The through-line from “He’s a Arab” to ACORN to the birthers to the teabaggers on Capitol Hill, and on to Arizona and Sherrod and the Ground Zero mosque, is unmistakeable. Instead of leading to a new era of multi-racial understanding or even feigned political colorblindness, Obama’s candidacy and presidency have unleashed the very worst impulses of the right wing, rendering every line of unsubtle, race-based attack fair game. Nixon, with his “silent majority,” and Reagan, with his campaign launch in Philadelphia, Mississippi, at least had the decency to couch their appeals to white backlash in coded words and actions. That’s all out the window, now that the president’s a black guy. Forget affirmative action — let’s take down the 14th amendment!
Of course, there’s one arena in which conservatives still tie themselves into knots in their attempts to discriminate while not appearing too intolerant. But a funny thing happened yesterday on the way to institutionalizing anti-gay bigotry, and … Whoops! I seem to have buried the lede!
The gist of Judge Walker’s decision striking down California’s Proposition 8 was threefold: that government has no compelling basis for distinguishing between straight and gay relationships; that minority rights are not subject to a majority vote; and that in any legislative battle between Biblical ”morality” and constitutional rights, the Constitution must always win. None of those tenets, of course, reflect the modern Teafoxlican mindset — the once but no longer dominant mainstream white guy, beset on all sides by threats from interlopers foreign and domestic, black and brown and turbaned and breasted and gay and poor and elitist and liberal. (Of course, there are a number of those self-perceived ”mainstream white guys,” including a black one, on the Supreme Court — a fact which gives pause to anyone tempted to become overjoyed at the district court’s rejection of Prop 8.)
That Teafoxlican self-image has become rather tiresome. And yet it clearly offers residual appeal in our current historical moment — a seemingly (and perhaps not just seemingly) endless job slump that coincides with an expensive and intractable war and a spate of enormous federal spending that supposedly has warded off disaster, but hasn’t obviously benefited the average American.
It’s in times like these that xenophobia, racism and other forms of hatred find fertile soil, particularly when fertilized by the likes of Beck, Limbaugh, Bachmann and Palin. A toxic stew of such poisons, along with the normal reversion to the mean that follows a landslide election like 2008, probably will bring the Republican Party control over at least one house of Congress this November. And that will bring an end to our brief experiment in unimpeded progressive governance.

-- Problems to solve --
A - Retype the political commentary from "That Teafoxlican self-image" up to and including "the average American.".
B - Which two presidents does the political commentary say couched their appeals to white backlash in coded words and actions?
The data that follow have no connection to the political commentary.

Dataset items
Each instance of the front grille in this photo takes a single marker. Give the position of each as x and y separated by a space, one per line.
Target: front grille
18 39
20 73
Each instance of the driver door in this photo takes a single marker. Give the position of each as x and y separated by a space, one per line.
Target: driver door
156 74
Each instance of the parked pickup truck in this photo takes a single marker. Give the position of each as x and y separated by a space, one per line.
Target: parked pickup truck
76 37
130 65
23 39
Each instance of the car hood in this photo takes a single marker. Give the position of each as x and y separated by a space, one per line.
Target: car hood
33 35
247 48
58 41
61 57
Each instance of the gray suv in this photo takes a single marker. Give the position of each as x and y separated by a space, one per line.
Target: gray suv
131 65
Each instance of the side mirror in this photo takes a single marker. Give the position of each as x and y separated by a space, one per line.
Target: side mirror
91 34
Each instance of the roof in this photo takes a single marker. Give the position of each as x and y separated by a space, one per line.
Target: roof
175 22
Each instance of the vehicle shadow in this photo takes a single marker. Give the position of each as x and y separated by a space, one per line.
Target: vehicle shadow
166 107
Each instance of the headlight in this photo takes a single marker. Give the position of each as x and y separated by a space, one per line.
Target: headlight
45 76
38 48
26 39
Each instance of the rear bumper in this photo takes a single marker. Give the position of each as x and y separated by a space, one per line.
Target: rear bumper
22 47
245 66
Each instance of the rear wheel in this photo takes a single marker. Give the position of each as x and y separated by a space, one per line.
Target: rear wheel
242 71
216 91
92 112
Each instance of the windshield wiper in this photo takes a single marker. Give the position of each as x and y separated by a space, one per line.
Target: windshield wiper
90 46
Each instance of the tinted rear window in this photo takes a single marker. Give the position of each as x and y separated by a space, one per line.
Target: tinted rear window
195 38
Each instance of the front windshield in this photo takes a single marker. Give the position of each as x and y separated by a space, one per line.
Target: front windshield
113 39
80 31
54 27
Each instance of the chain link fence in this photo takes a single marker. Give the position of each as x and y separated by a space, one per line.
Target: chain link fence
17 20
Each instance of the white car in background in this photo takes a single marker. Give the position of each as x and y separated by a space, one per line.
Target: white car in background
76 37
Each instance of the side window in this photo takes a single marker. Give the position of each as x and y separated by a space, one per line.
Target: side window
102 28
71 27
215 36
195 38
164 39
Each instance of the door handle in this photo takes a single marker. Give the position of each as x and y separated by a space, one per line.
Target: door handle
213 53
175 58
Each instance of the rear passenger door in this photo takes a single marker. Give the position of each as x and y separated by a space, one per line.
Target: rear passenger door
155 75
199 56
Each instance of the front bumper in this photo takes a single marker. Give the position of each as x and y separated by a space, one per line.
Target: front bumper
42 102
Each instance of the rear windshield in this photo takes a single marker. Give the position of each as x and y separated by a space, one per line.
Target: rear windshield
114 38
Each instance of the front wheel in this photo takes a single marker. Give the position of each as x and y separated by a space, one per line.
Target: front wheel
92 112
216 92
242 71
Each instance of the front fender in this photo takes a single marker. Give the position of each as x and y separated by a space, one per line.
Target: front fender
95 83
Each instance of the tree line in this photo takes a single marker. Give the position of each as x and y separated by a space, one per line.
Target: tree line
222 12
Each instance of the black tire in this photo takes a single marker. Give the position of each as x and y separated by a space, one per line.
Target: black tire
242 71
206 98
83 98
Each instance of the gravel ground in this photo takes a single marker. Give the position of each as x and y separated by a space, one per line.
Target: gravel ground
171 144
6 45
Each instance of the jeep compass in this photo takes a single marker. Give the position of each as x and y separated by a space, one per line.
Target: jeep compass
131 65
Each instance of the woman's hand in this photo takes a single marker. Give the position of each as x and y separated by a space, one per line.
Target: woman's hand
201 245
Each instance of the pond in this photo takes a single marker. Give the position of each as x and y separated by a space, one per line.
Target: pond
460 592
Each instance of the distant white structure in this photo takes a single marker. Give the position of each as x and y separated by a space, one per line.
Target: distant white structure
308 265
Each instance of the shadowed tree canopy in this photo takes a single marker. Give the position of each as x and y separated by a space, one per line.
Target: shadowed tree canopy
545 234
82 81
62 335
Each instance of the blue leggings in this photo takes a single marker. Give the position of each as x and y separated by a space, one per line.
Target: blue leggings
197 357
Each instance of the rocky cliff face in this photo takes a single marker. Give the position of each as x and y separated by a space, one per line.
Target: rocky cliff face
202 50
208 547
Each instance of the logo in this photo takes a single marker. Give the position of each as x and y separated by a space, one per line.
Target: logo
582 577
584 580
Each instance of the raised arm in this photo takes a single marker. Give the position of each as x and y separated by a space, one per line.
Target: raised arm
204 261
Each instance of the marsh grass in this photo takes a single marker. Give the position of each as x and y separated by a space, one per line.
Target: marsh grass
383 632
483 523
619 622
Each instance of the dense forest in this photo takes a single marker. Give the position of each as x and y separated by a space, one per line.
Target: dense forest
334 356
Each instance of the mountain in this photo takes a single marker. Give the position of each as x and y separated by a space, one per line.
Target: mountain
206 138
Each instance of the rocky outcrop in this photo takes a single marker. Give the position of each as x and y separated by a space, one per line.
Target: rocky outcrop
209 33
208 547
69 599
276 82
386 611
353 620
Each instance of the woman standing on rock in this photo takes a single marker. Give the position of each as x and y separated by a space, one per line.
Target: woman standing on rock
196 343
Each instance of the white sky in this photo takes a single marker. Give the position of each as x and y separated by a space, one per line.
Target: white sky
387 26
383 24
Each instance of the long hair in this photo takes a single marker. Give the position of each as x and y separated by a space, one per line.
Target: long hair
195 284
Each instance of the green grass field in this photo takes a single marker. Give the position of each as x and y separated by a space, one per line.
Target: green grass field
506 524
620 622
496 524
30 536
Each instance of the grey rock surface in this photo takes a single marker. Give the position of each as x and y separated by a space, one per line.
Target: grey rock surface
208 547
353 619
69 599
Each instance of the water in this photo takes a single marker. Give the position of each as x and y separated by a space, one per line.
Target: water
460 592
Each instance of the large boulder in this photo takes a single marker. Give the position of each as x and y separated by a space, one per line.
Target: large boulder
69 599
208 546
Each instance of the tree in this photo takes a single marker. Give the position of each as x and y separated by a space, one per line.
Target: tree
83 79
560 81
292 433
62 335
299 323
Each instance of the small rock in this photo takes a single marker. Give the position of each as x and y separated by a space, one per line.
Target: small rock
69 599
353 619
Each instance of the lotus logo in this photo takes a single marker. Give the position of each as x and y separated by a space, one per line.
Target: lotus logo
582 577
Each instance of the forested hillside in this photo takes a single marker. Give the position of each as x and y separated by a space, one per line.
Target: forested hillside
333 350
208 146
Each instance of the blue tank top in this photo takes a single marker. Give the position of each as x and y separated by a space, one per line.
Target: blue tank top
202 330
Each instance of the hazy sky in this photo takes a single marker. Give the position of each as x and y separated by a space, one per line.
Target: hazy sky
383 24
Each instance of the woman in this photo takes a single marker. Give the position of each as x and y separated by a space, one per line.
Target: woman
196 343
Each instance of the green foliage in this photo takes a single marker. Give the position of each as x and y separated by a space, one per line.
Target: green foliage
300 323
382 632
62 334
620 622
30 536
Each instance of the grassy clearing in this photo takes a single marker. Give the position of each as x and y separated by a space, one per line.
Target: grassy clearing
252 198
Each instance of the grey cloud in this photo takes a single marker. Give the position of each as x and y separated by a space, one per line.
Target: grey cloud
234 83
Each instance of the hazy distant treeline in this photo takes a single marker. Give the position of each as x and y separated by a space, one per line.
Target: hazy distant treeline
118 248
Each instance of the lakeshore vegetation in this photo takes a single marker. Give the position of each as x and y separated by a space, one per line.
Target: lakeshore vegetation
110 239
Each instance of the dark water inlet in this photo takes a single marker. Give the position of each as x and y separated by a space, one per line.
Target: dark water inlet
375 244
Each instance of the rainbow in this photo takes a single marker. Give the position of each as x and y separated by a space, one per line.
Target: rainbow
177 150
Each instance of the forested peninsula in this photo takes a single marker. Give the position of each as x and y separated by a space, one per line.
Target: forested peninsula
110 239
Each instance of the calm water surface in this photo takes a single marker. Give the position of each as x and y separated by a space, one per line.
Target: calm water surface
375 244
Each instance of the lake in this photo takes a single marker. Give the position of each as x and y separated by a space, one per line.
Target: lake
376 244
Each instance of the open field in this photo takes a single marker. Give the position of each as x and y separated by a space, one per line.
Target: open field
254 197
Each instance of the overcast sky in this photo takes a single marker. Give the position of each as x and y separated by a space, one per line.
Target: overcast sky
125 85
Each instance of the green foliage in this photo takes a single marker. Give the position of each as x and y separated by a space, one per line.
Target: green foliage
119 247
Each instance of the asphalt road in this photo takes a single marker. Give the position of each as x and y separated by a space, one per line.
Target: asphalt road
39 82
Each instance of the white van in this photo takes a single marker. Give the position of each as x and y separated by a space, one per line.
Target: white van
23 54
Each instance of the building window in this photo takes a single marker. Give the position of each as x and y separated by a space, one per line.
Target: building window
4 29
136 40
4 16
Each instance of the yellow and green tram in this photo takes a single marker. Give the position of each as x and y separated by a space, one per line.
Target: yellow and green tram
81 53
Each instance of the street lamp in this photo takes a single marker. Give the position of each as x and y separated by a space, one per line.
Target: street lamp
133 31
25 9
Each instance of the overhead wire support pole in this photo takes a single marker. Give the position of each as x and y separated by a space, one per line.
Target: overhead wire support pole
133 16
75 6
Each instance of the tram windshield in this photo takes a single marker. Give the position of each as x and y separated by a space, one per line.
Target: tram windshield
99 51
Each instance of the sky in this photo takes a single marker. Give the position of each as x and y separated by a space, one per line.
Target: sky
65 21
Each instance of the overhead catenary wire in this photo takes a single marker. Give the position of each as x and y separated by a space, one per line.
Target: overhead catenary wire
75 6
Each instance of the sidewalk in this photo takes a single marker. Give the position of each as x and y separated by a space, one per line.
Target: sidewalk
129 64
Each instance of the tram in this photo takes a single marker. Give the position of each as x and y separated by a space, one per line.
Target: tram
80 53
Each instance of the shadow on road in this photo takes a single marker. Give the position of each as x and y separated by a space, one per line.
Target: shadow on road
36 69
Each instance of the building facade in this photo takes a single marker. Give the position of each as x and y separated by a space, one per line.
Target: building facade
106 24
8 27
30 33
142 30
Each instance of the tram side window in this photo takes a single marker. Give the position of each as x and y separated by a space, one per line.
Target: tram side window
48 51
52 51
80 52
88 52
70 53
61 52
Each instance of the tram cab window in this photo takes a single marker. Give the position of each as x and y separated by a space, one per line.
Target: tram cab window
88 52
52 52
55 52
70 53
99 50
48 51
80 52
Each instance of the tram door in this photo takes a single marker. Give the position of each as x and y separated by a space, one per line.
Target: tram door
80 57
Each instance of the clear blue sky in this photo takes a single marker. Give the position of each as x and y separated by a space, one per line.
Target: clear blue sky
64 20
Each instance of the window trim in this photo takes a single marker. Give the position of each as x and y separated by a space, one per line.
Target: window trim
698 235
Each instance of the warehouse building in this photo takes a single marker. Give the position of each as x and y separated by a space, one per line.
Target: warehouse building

-- Answers to the exercise --
A -
That Teafoxlican self-image has become rather tiresome. And yet it clearly offers residual appeal in our current historical moment — a seemingly (and perhaps not just seemingly) endless job slump that coincides with an expensive and intractable war and a spate of enormous federal spending that supposedly has warded off disaster, but hasn’t obviously benefited the average American.

B - Nixon and Reagan.